**SET PROBLEM:** Extract every line in the rows below that contains the word "tree", and copy each of those lines in full.

========================================

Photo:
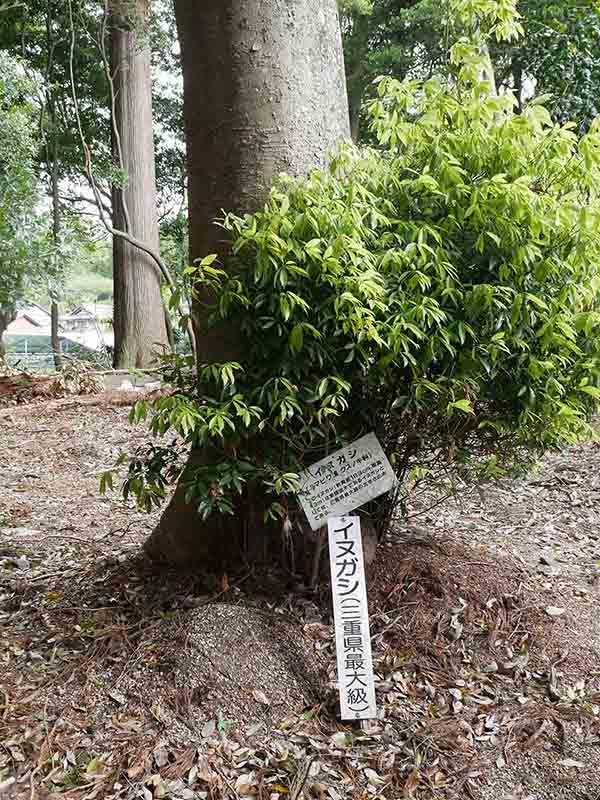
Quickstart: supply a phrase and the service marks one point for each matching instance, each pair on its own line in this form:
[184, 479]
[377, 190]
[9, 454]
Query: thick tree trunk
[139, 319]
[264, 93]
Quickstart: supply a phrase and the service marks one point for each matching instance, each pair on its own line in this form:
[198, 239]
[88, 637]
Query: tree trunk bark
[264, 93]
[139, 318]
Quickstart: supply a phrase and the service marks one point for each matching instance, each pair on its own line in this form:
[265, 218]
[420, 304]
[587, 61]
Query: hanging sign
[345, 480]
[356, 681]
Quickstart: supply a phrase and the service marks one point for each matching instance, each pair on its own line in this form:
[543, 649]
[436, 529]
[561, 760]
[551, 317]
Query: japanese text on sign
[345, 480]
[351, 616]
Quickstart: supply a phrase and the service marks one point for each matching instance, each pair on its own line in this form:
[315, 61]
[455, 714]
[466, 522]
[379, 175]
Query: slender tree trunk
[54, 311]
[264, 92]
[517, 68]
[7, 314]
[355, 103]
[139, 318]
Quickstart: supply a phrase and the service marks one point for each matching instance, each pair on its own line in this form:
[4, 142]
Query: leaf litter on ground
[120, 681]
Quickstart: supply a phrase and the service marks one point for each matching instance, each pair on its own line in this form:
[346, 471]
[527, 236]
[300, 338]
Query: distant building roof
[97, 310]
[36, 313]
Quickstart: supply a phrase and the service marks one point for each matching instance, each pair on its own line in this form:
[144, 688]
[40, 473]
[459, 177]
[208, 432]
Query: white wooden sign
[345, 480]
[356, 681]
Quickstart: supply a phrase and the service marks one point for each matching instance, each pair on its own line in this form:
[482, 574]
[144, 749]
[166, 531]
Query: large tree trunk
[139, 319]
[264, 92]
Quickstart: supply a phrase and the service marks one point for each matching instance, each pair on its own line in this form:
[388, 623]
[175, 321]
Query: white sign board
[351, 616]
[345, 480]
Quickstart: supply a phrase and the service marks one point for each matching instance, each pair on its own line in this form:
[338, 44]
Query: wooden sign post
[356, 681]
[329, 490]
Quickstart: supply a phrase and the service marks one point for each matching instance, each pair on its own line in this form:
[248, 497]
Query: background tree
[139, 317]
[19, 226]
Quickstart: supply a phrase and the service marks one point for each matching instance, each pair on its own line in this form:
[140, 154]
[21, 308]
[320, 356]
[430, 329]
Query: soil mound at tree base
[221, 667]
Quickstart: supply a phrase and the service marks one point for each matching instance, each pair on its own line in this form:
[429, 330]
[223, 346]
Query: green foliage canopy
[441, 289]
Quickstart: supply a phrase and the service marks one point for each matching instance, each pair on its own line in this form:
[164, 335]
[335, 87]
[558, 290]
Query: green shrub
[441, 290]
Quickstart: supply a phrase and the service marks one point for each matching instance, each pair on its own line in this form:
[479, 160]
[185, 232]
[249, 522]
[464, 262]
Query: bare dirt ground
[120, 681]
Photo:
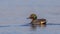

========================================

**RESPONSE TO THIS TASK:**
Query: thick tree trunk
Query: tree trunk bark
Query: slender tree trunk
Query: large tree trunk
Query: background tree
Query: soil mound at tree base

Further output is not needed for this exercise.